> WORK REQUIRED:
Return all of the data exactly as given.

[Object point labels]
====
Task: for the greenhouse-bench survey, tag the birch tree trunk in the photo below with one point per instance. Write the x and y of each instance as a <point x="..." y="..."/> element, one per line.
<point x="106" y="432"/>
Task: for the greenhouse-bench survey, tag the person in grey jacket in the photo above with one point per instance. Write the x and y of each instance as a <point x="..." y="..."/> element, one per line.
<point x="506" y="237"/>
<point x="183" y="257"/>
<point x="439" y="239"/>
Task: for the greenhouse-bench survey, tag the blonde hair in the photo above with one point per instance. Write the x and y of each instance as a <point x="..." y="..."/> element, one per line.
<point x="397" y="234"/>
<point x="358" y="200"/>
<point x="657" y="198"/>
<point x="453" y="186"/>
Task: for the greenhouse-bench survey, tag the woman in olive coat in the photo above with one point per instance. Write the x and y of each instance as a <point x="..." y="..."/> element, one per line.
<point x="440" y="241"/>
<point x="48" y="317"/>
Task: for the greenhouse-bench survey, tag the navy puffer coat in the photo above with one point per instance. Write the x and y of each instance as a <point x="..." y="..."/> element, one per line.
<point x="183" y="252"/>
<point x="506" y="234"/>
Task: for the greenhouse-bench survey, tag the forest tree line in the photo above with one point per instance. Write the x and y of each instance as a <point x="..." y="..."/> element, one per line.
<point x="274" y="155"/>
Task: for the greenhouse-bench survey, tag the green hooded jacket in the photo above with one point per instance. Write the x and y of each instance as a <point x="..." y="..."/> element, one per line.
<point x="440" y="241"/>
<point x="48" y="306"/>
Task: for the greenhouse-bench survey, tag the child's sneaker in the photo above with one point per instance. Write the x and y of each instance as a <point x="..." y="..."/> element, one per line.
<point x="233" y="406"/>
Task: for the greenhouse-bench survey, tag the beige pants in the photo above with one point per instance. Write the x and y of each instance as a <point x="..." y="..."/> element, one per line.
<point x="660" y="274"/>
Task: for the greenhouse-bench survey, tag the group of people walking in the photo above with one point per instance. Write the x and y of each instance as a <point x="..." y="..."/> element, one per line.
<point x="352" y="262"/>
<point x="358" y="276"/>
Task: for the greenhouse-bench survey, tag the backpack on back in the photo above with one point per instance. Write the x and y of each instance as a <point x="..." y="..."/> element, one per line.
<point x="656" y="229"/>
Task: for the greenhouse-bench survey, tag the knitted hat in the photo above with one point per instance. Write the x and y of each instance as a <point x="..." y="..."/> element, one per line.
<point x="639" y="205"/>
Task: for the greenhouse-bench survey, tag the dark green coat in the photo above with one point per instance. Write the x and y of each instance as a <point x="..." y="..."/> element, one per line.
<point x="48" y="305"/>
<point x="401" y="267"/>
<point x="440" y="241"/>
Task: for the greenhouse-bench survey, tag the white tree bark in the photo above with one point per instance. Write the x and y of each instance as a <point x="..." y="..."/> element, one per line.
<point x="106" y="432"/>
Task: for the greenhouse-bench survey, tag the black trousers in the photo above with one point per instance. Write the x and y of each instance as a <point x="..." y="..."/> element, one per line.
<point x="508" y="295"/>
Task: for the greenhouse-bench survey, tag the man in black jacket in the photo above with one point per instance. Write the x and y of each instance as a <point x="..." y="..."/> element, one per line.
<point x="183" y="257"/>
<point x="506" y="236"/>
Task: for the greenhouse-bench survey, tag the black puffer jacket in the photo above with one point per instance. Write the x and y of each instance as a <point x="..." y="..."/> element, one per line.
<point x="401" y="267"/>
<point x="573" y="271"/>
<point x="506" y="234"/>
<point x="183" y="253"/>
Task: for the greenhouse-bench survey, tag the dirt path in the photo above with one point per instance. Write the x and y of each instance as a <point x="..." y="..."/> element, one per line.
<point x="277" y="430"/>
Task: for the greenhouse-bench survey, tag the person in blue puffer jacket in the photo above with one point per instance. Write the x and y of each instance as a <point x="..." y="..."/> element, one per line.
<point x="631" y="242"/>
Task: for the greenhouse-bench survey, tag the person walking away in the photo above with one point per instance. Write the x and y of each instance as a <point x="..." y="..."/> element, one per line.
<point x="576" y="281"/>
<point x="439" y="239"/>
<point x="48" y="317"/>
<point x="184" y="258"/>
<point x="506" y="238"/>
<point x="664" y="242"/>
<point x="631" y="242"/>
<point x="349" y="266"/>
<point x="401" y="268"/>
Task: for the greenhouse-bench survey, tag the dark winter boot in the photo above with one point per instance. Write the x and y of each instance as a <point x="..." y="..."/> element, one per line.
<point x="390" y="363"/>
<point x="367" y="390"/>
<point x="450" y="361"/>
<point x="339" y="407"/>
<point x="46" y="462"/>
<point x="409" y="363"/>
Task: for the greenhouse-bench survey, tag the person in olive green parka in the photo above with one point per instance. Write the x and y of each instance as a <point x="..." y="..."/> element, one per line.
====
> FULL RESPONSE:
Task: for the greenhouse-bench survey, tag the birch tree trunk in the photo below with one point per instance. Write the x and y of each instance as a <point x="..." y="..."/> element, one per line.
<point x="106" y="432"/>
Task: for the greenhouse-bench survey, tag the person in grey jacket in the photo above with one point per instance. Write the x and y of each instance as a <point x="..." y="..."/> element, one per line.
<point x="506" y="237"/>
<point x="183" y="257"/>
<point x="439" y="239"/>
Task: for the greenhouse-bench survey, tag the blonde hair in the photo above with one point per instance. Write the x and y of each instance as a <point x="..." y="..."/> element, one per line.
<point x="397" y="234"/>
<point x="358" y="200"/>
<point x="657" y="198"/>
<point x="453" y="186"/>
Task: for the greenhouse-bench survey, tag the woman in olive coat in the photo above with one point per instance. Write the x and y of each instance as a <point x="..." y="..."/> element, one per line.
<point x="440" y="241"/>
<point x="48" y="317"/>
Task: for the greenhouse-bench survey, tag the navy puffer coat in the photo above with one point per instance. Write the x and y of each instance as a <point x="..." y="..."/> element, one per line.
<point x="183" y="252"/>
<point x="506" y="234"/>
Task: for the greenhouse-bench survey, tag the forest tree line in the photo above with one point per instance. Write the x and y of each instance as a <point x="..." y="..."/> element, one per line.
<point x="274" y="155"/>
Task: for the greenhouse-bench survey, tag the green hooded jacket in the photo above with one point per instance. Write the x and y of each instance as a <point x="..." y="..."/> element, one per line.
<point x="440" y="241"/>
<point x="48" y="306"/>
Task: for the greenhouse-bench survey, tag the child's sneaker in the photo above with one point per instance. Write the x and y of each instance as a <point x="..." y="..."/> element, one per line.
<point x="233" y="406"/>
Task: for the greenhouse-bench survey, tag the beige pants in the photo above with one point per instance. Write the x and y of each instance as a <point x="..." y="..."/> element, one per line.
<point x="660" y="274"/>
Task: for the greenhouse-bench survey, tag the group of people walking in the photo above with one point per instance. Write the x and y of each instance as a <point x="..." y="..."/> element, one per line.
<point x="352" y="262"/>
<point x="358" y="276"/>
Task: for the greenhouse-bench survey, tag the backpack on back in the photo above with one point per instance. Write the x and y of each instance as a <point x="..." y="..."/> element, one per line.
<point x="656" y="229"/>
Task: for the greenhouse-bench survey, tag the knitted hat in the photo above with one point per instance. Write the x and y of each instance as a <point x="..." y="..."/> element, one per line.
<point x="639" y="205"/>
Task: for the greenhouse-bench survey, tag the dark green coat in the photo above with one point per instance. Write the x and y of each instance as a <point x="..." y="..."/> element, one per line.
<point x="48" y="305"/>
<point x="401" y="267"/>
<point x="440" y="241"/>
Task: for the greenhouse-bench survey, tag the white tree bark in the photo above with one point per instance. Write the x and y of each instance as a <point x="..." y="..."/> element, one per line.
<point x="106" y="432"/>
Task: for the greenhouse-bench survey, tag the black trousers in the photo above with one point per instance. Write the x and y of each instance as a <point x="..." y="..."/> element, one per line.
<point x="508" y="295"/>
Task: for the greenhouse-bench survey, tag the man in black jacket in the photo above with one point per instance. Write the x and y of each instance as a <point x="..." y="..."/> element, one per line.
<point x="183" y="257"/>
<point x="506" y="236"/>
Task: for the greenhouse-bench survey, tag the black puffer jacket in the photo above with one point per instance. Write the x and y of each instance as a <point x="..." y="..."/> element, one per line.
<point x="401" y="267"/>
<point x="573" y="271"/>
<point x="506" y="234"/>
<point x="183" y="253"/>
Task: for the greenhouse-bench survey, tag the dirt path in the photo above with one point per instance. Write the x and y of each instance as a <point x="..." y="..."/> element, one per line.
<point x="277" y="430"/>
Task: for the greenhouse-bench survey, tag the person in blue puffer jacket in the photo above with one point per instance. Write the x and y of each instance as a <point x="..." y="..."/> element, one per line.
<point x="631" y="242"/>
Task: for the greenhouse-bench survey, tag the person walking away in the photo above with one point per instance. Write the x and y of each instance as a <point x="..." y="..."/> element, one per line.
<point x="576" y="281"/>
<point x="439" y="239"/>
<point x="48" y="317"/>
<point x="184" y="258"/>
<point x="506" y="238"/>
<point x="664" y="242"/>
<point x="631" y="242"/>
<point x="349" y="266"/>
<point x="401" y="268"/>
Task: for the greenhouse-bench survey, tag the dark winter boot in the photo above with one point per instance. Write the x and y of each instance as a <point x="..." y="..."/> element, one per line.
<point x="390" y="363"/>
<point x="367" y="390"/>
<point x="450" y="361"/>
<point x="339" y="407"/>
<point x="46" y="462"/>
<point x="409" y="363"/>
Task: for the greenhouse-bench survey, tag the person in olive green parka in the photo above with one point per instance. Write the x and y of each instance as a <point x="..." y="..."/> element, one per line.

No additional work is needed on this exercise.